> Exercise task 1
In the text about cron cleanup scripts, at what time does the system backup run?

> Page text
★ ★ ★

This creates an empty file named log and gives it the permissions set in the umask and root's ownership and group. The script changes the group to bin.

Using a ulimit-based high-water-mark test is not a bad idea. One problem with this test is that some systems have a very large ulimit, which allows this file to get ridiculously large. Four blocks leaves about 2Kb of space for the cron log to grow before crashing into the ulimit. Presumably, cron will execute logchecker again before the cron log uses that space. But, with a large ulimit, this is just taking up too much space, and logchecker may not act before the file grows to unmanageable proportions. One of the following solutions could help:

1. Lower the high-water-mark by changing the four to a larger number.

2. Force a constant block-size-maximum limit into the test.

3. Use the ulimit command in the script to temporarily lower the ulimit. This applies only to the run of this script.

You can apply the third technique without changing the script at all. Set the ulimit within the cron entry just before executing the logchecker script:

3 1 * * 0,4 ulimit 1024; /usr/lib/cron/logchecker

Using 1024 cuts the log file off at just under half a megabyte (remember that the high-water-mark will subtract four from the ulimit). That seems like a workable size; large enough to be ignored for a while, but not so large that you can't wade through it if you have to. With one aged olog file and the active log file online at once, this setting wouldn't use more than one megabyte of space total.

Cleantmp

I've set cron to run cleantmp every day at 1:06 AM. The crontab entry looks like this:

6 1 * * * /usr/lib/cleantmp > /dev/null

Notice that this time is shortly after when logchecker executes. I schedule most of the cleanup work during the 1:00 AM hour just before the system backup, which runs at 1:45 AM.

Cleantmp doesn't age the temporary files. It eliminates them based on a time limit. Cleantmp uses a file named /etc/default/cleantmp, which contains two variables telling the script how to act: FILEAGING and TMPDIRS. FILEAGING identifies the number of days old a temporary file can be before it qualifies for removal. TMPDIRS tells which temporary directories to apply cleantmp's actions to.

Edit the /etc/default/cleantmp file to set the FILEAGING and TMPDIRS variables the way you want. You may want to clean up only files older than 7 or 14 days. Of course, if your system has lots of temporary files created by users running applications, you may want to relieve the burden on the filesystem more frequently, such as every three or five days.

Change the TMPDIRS variable to add any extra directories you need to the default ones already there. Frequently, system administrators move temporary files out of the /tmp directory into /usr/tmp. This takes the burden off the root filesystem, which is often a small partition on the boot drive. If all of the available workspace on the root partition is used by the /tmp files, the entire system can be brought to its knees. The /usr/tmp directory is often on another partition -- or, even better, on another drive. If you've configured certain applications to put their temporary files in some other directory, add that directory to the /etc/default/cleantmp TMPDIRS list.

Cleantmp reads the /etc/default/cleantmp file using sed. It extracts the FILEAGING variable's value with the following regular expression:

/^FILEAGING=[0-9]*$/s/FILEAGING=//p

This looks for FILEAGING (notice that it must be spelled with all capital letters) at the beginning of the line, followed by an equals sign, then followed by zero or more digits, which make up the rest of the line. If that search is successful, it substitutes the "FILEAGING=" part with nothing, then prints the result. Substituting that way deletes everything but the number following the equals sign. A cleantmp shell variable gets the number.

★ ★ ★

> Excerpted records
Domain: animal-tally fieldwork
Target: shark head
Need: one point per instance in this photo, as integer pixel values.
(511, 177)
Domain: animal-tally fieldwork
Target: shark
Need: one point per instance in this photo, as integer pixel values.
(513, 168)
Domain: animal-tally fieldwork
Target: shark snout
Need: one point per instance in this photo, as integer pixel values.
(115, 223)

★ ★ ★

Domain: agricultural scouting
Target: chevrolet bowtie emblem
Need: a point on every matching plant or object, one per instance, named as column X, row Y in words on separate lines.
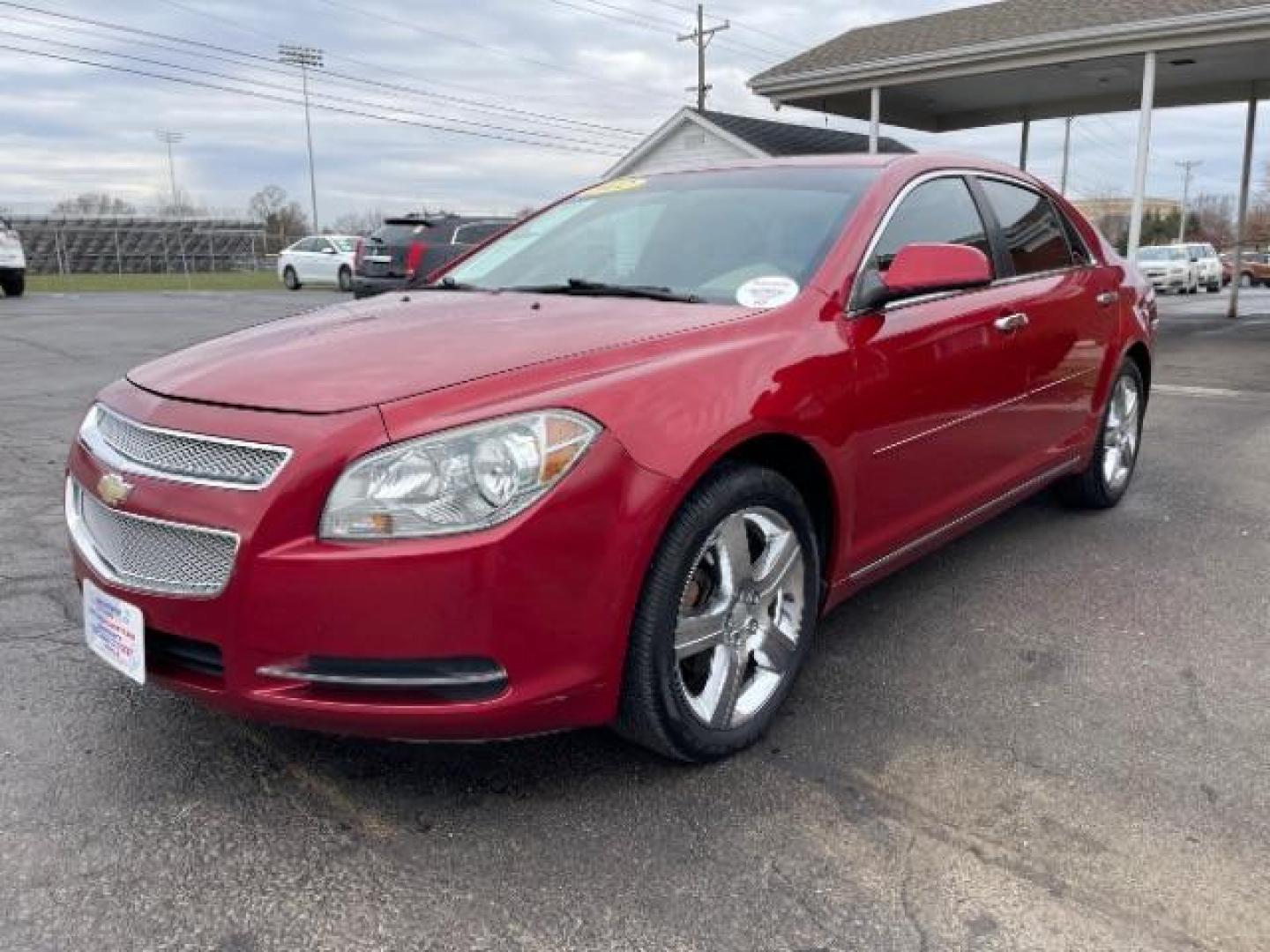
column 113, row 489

★ ★ ★

> Exercise task 2
In the records, write out again the lines starting with the line with "Domain: agricultural scouting" and going on through the line with "column 113, row 489", with "agricultural scouting" renamed to "crop inspection" and all else unchanged. Leave the pictures out of your answer.

> Exercise response 1
1:45 AM

> Exercise response 2
Domain: crop inspection
Target: chevrolet bowtie emblem
Need: a point on every matching plant or object, one per instance, named as column X, row Y in words on separate lines.
column 113, row 489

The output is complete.